━━━━━ Provided text

And so what you have is, God’s revealed will is what he declares. These words, even in some sense are insufficient. But what I believe the Bible is giving us a picture of here, is that God declares things in His will. His Word is His will—His commands, His precepts. It is God’s will for you to be holy. It is God’s will for you to be sanctified. It is God’s will for you to be pure. It is God’s will for you to avoid sin. That’s what He declares. That’s what He reveals to us, “Here’s my will.”

So, ask the question. When we sin, are we out of God’s will? Well in once sense, yes. We are out of His revealed will, yes. But it doesn’t mean that God never knew this was going to happen. If that were so, then we would have the power to mess up the whole will of God. Instead, what you have over here is God’s revealed will—what He declares, and God’s secret will is what he decrees—what actually happens; what we see happen.

You put them together, and you see them in Scripture. What He decrees—Psalm 139:16, “All the days ordained for me were written in your book before one of them came to be.” This is the picture.

A perfect example of this is in Acts 4, when the church is recounting what had happened in the crucifixion of Christ. They said, “Indeed Herod and Pontius Pilate met together with the Gentiles and the people of Israel in this city to conspire against your holy servant Jesus, whom you anointed. They did what your power and will had decided beforehand should happen.” Now did God declare, “Be murders of my Son”? No. He said, “Do not murder.” That’s what He declares; it’s His revealed will. At the same time, He willed that His Son would be murdered by being crucified on the cross.

So the picture is, nothing is outside of the will of God in accordance with what He decrees. At the same time, God’s will, as He declares it, is being disobeyed at a variety of different points. But you have both wills of God in the picture. So how do we bring them together? That leads us to the next thing.

The plan of God is compatible. Here are these two truths, and this is where the crux of the mystery lies when it comes to the sovereign will of God. God is sovereign and man is responsible. These are the two truths, that when you bring them together, are really tough to figure out. This is the antimony that J.I. Packer talks about in the Evangelism and Sovereignty of God.

God is in charge. He is in control of what’s going on. God is never looking down thinking, “Oh, no, oh no. What’s going on? This is out of control.” God is always in charge, God is always in control in everything.

Romans 9 is one of those passages that Paul writes that doesn’t get a lot of hearty amens. Talking about Jacob and Esau, Paul says,

Yet, before the twins were born or had done anything good or bad—in order that God’s purpose in election might stand: not by works but by him who calls—she was told, “The older will serve the younger.” Just as it is written: “Jacob I loved, but Esau I hated.” What then shall we say? Is God unjust? Not at all! For he says to Moses, “I will have mercy on whom I have mercy, and I will have compassion on whom I have compassion.” It does not, therefore, depend on man’s desire or effort, but on God’s mercy. For the Scripture says to Pharaoh: “I raised you up for this very purpose, that I might display my power in you and that my name might be proclaimed in all the earth.” Therefore God has mercy on whom he wants to have mercy, and he hardens whom he wants to harden (Rom. 9:11–18).

━━━━━━━━━━

** Tasks **
1 - Can you sum up the passage on God's will in two sentences?
2 - Could you copy the passage on God's will word for word, starting at the words "You put them" and stopping after "on the cross."?
3 - How might the passage on God's will go on after its last sentence? Write that continuation.

━━━━━ Supplied entries

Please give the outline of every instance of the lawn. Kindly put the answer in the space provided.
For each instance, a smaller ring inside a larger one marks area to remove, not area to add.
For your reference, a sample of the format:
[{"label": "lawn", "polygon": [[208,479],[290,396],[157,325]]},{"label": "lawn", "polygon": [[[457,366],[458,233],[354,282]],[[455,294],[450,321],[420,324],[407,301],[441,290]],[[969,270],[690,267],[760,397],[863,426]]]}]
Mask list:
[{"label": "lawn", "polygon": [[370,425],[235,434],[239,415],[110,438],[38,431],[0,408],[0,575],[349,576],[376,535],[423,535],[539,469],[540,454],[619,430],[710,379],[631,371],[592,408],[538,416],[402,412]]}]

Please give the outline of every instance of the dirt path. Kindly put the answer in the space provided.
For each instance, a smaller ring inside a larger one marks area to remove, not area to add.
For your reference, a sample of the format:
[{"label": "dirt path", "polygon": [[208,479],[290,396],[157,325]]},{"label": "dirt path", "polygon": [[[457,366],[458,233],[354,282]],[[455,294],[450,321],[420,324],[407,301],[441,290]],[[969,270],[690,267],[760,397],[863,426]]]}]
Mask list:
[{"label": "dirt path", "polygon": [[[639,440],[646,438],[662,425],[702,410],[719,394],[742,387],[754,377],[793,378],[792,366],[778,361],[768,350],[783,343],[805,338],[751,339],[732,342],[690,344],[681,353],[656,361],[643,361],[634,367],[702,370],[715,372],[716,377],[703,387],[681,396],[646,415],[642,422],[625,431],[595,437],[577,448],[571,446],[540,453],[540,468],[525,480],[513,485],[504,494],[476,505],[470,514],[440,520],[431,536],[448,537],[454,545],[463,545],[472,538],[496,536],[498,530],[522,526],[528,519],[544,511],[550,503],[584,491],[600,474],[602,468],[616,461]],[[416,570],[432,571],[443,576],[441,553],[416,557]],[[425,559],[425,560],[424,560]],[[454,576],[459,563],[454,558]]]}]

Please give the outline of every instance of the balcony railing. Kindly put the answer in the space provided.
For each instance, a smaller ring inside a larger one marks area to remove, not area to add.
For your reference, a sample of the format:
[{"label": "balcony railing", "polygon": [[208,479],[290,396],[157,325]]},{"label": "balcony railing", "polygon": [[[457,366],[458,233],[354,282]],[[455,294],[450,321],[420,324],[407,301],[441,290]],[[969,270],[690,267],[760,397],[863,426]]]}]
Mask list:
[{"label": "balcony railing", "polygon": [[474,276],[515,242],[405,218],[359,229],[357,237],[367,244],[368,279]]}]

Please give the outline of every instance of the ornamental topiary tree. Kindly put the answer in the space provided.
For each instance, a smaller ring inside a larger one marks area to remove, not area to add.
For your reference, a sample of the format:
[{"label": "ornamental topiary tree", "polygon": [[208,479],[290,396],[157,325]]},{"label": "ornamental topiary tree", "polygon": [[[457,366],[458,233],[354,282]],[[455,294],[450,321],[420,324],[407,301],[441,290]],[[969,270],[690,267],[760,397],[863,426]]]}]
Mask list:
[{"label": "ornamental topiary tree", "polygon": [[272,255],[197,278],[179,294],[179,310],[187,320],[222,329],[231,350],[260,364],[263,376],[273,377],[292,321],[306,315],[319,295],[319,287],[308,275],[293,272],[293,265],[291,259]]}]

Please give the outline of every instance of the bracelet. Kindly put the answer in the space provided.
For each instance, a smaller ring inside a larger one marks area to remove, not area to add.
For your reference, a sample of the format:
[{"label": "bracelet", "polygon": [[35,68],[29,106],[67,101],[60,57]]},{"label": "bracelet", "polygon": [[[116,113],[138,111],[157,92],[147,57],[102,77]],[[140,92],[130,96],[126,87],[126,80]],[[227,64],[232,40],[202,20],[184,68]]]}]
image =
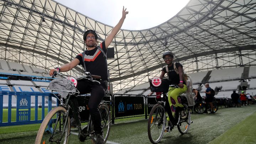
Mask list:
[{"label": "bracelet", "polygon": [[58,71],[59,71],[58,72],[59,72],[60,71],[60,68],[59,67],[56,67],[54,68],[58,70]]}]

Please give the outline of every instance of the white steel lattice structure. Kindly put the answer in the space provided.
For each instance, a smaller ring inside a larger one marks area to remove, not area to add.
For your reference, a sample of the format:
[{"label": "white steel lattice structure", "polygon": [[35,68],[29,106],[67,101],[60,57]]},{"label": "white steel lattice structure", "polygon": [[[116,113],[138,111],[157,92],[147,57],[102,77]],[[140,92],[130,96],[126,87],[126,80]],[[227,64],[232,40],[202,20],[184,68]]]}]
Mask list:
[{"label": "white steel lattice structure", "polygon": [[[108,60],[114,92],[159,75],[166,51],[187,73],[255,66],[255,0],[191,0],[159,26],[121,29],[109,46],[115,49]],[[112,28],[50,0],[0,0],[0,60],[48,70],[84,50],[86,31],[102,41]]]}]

━━━━━━━━━━
━━━━━ Supplied entries

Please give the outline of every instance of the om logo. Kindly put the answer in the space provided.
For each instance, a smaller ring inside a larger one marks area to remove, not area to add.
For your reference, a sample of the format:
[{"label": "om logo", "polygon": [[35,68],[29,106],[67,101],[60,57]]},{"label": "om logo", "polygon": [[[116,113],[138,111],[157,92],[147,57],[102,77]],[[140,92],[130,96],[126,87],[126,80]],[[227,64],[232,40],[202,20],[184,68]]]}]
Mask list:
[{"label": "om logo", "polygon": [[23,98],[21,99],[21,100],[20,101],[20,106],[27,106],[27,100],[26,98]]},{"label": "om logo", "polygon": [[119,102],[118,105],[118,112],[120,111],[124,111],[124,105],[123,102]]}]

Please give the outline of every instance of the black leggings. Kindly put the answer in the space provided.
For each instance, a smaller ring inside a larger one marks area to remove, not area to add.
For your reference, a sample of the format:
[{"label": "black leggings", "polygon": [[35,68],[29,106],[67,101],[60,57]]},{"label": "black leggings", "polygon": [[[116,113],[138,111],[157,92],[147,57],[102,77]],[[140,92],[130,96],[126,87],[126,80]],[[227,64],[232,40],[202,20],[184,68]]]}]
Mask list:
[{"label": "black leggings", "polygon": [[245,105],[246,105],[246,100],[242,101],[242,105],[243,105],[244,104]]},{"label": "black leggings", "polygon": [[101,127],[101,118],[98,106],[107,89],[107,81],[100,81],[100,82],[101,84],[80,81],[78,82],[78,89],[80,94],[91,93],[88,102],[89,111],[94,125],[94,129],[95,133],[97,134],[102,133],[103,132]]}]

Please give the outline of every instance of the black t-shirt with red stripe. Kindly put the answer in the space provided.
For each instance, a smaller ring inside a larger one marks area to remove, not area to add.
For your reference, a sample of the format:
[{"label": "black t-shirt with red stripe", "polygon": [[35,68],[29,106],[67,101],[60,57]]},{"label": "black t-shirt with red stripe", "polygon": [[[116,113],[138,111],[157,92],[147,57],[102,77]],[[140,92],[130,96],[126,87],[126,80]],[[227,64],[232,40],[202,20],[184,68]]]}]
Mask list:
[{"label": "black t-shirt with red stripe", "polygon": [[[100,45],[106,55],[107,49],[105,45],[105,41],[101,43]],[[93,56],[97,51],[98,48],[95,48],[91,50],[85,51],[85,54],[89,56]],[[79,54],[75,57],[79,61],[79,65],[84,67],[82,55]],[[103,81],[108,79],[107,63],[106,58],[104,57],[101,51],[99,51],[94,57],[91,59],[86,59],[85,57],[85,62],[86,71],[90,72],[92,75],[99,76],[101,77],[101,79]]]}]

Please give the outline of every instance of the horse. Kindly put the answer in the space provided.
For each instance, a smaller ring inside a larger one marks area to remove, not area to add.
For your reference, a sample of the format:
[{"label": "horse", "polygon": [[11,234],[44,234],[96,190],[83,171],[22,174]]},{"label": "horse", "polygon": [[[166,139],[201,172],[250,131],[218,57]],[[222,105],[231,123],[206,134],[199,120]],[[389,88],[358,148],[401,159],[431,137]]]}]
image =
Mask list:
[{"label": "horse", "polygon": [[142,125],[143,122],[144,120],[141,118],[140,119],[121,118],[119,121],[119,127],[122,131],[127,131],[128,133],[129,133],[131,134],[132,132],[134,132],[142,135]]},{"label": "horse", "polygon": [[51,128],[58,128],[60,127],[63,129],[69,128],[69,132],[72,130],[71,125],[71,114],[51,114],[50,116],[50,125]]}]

━━━━━━━━━━

** Exercise results **
1 - The passage distinguishes God's revealed will, what He declares in commands such as being holy and avoiding sin, from His secret will, what He decrees and what actually happens. Using Psalm 139, Acts 4 and Romans 9, it holds that both wills appear in Scripture and that God's sovereignty and man's responsibility, though hard to bring together, are compatible truths.

2 -
You put them together, and you see them in Scripture. What He decrees—Psalm 139:16, “All the days ordained for me were written in your book before one of them came to be.” This is the picture.

A perfect example of this is in Acts 4, when the church is recounting what had happened in the crucifixion of Christ. They said, “Indeed Herod and Pontius Pilate met together with the Gentiles and the people of Israel in this city to conspire against your holy servant Jesus, whom you anointed. They did what your power and will had decided beforehand should happen.” Now did God declare, “Be murders of my Son”? No. He said, “Do not murder.” That’s what He declares; it’s His revealed will. At the same time, He willed that His Son would be murdered by being crucified on the cross.

3 -
The very next verse talks about how we are the clay, and He is the potter. Shall that which is formed say to him who formed it, what are you doing? No. The picture we have in Scripture is of God in charge, ultimately in charge. You even see it when Jesus says to His disciples in John 15:16, “You did not choose me, but I chose you and appointed you to go and bear fruit—fruit that will last.”

So, this is where we have to avoid the dead end of fatalism. Believing this does not make us say, “Well we’re all just robots.” That is not what Scripture teaches. Scripture teaches that God is sovereign, and that He is in charge.

Second, we are making choices. Each of us is making choices. You chose to come here. We have to avoid thinking that Scripture is teaching that our choices are robotic, because it is not. We are not robots being controlled. Our choices are certain, not necessary.

This is really philosophical. Necessary choices must happen. That would be to say that we cannot act in a way contrary to God’s plan. That would lean towards fatalism. Certain choices will happen. In other words, we will not act in a way contrary to God’s plan. At the same time, we’re making choices in the context of God’s plan. That means our choices are completely real, but not completely free.

I have to define “free”, because this concept could be defined in all kinds of different ways, by all kinds of different people. By not completely “free”, I mean that we don’t make choices apart from God’s sovereignty. All of our choices are under the umbrella of God’s sovereignty. They’re completely real. We have responsibility for them, which we’re going to talk about in just a second.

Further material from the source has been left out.